> [Exercise]:
Transcribe the lines of the listing below exactly, starting at the line containing "outline man's head, every instance" and ending at the line containing "[[[105,42],[87,73],[82,132],[174,132],[172,58]]]", with both of those lines included.

Records contained in a dataset:
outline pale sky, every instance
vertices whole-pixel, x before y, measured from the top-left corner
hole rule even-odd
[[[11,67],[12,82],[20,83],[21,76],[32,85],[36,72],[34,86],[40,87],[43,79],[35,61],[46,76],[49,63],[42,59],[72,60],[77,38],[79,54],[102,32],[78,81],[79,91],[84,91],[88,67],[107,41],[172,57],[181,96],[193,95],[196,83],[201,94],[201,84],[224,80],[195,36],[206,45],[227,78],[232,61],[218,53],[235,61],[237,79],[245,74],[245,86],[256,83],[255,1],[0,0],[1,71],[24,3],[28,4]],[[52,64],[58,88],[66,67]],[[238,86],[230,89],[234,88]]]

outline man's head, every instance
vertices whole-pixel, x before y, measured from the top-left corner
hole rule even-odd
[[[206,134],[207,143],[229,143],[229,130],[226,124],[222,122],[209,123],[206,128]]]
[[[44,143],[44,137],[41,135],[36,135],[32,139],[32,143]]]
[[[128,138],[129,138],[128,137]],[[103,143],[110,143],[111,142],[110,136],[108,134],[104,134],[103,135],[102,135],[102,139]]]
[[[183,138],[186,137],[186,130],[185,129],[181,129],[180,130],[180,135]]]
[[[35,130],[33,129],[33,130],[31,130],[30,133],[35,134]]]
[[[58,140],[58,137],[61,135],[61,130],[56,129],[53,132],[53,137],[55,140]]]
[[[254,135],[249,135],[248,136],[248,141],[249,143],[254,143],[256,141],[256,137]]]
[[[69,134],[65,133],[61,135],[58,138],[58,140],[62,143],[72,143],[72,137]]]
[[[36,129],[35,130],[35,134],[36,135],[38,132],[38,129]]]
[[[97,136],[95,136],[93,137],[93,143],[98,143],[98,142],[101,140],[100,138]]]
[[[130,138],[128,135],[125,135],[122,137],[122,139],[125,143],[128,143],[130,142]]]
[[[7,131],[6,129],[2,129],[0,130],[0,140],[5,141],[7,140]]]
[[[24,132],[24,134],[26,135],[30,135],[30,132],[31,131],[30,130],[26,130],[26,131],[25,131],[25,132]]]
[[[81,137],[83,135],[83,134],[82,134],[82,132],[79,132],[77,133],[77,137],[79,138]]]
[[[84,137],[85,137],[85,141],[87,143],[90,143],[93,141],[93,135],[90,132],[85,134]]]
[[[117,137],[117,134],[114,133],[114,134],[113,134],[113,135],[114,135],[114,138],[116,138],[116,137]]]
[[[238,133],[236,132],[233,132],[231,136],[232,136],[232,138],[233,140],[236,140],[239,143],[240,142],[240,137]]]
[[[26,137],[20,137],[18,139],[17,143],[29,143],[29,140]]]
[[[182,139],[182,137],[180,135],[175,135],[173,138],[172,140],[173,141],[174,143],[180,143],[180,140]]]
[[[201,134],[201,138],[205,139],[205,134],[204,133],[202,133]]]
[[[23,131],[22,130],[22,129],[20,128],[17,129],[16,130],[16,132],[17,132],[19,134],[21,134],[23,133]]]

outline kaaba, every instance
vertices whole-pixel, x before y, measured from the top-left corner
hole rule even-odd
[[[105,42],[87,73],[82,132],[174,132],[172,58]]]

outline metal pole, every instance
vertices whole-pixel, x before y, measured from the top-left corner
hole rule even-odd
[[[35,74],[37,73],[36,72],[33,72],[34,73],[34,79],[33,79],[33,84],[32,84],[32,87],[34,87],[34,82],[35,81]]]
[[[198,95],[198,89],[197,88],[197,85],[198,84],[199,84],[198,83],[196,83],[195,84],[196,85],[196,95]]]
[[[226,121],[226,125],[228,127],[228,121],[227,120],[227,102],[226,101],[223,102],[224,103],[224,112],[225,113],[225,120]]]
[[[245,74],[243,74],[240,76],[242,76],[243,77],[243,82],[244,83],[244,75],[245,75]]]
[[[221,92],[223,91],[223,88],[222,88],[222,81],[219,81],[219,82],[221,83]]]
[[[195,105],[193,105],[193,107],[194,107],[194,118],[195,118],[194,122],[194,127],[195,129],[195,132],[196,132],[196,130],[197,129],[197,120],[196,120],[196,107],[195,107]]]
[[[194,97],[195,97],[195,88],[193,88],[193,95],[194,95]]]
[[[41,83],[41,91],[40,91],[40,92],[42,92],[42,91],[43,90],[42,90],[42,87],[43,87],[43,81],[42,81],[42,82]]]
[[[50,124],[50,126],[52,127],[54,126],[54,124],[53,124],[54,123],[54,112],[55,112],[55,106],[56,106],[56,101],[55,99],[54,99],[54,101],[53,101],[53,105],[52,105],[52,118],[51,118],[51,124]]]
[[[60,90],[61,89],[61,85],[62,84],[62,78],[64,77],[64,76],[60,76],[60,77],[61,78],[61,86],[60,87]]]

> [Solution to this task]:
outline man's head, every instance
vertices whole-pixel, x before y, measured from the top-left corner
hole rule even-odd
[[[206,134],[207,143],[229,143],[229,130],[226,124],[222,122],[209,123],[206,128]]]
[[[44,143],[44,137],[41,135],[36,135],[32,139],[32,143]]]
[[[128,138],[129,138],[128,137]],[[103,143],[110,143],[111,142],[110,136],[108,134],[104,134],[103,135],[102,135],[102,139]]]
[[[183,138],[186,137],[186,130],[185,129],[181,129],[180,130],[180,135]]]
[[[35,130],[33,129],[33,130],[31,130],[30,133],[35,134]]]
[[[58,140],[58,137],[61,135],[61,130],[56,129],[53,132],[53,137],[55,140]]]
[[[254,135],[249,135],[248,136],[248,141],[249,143],[254,143],[256,141],[256,137]]]
[[[69,134],[65,133],[61,135],[58,138],[58,140],[62,143],[72,143],[72,137]]]
[[[36,129],[35,130],[35,134],[36,135],[38,132],[38,129]]]
[[[97,136],[95,136],[93,137],[93,143],[98,143],[98,142],[101,140],[100,138]]]
[[[130,138],[128,135],[125,135],[122,137],[122,139],[125,143],[128,143],[130,142]]]
[[[7,131],[6,129],[2,129],[0,130],[0,140],[5,141],[7,140]]]
[[[24,132],[24,134],[26,135],[30,135],[30,132],[31,131],[30,130],[26,130],[26,131],[25,131],[25,132]]]
[[[81,137],[83,135],[83,134],[82,134],[82,132],[79,132],[77,133],[77,137],[79,138]]]
[[[84,137],[85,137],[85,141],[87,143],[90,143],[93,141],[93,135],[90,132],[85,134]]]
[[[117,137],[117,134],[114,133],[114,134],[113,134],[113,135],[114,135],[114,138],[116,138],[116,137]]]
[[[238,133],[236,132],[233,132],[231,136],[232,136],[232,138],[233,140],[236,140],[239,143],[240,142],[240,137]]]
[[[26,137],[20,137],[18,139],[17,143],[29,143],[29,140]]]
[[[182,139],[182,137],[180,135],[175,135],[173,138],[172,140],[173,141],[174,143],[180,143],[180,140]]]
[[[201,134],[201,138],[205,139],[205,134],[204,133],[202,133]]]
[[[23,131],[22,130],[22,129],[20,128],[17,129],[16,130],[16,132],[17,132],[19,134],[21,134],[23,133]]]

outline kaaba, every instance
vertices whole-pixel, x before y, measured from the top-left corner
hole rule even-odd
[[[105,42],[87,73],[82,132],[174,132],[172,58]]]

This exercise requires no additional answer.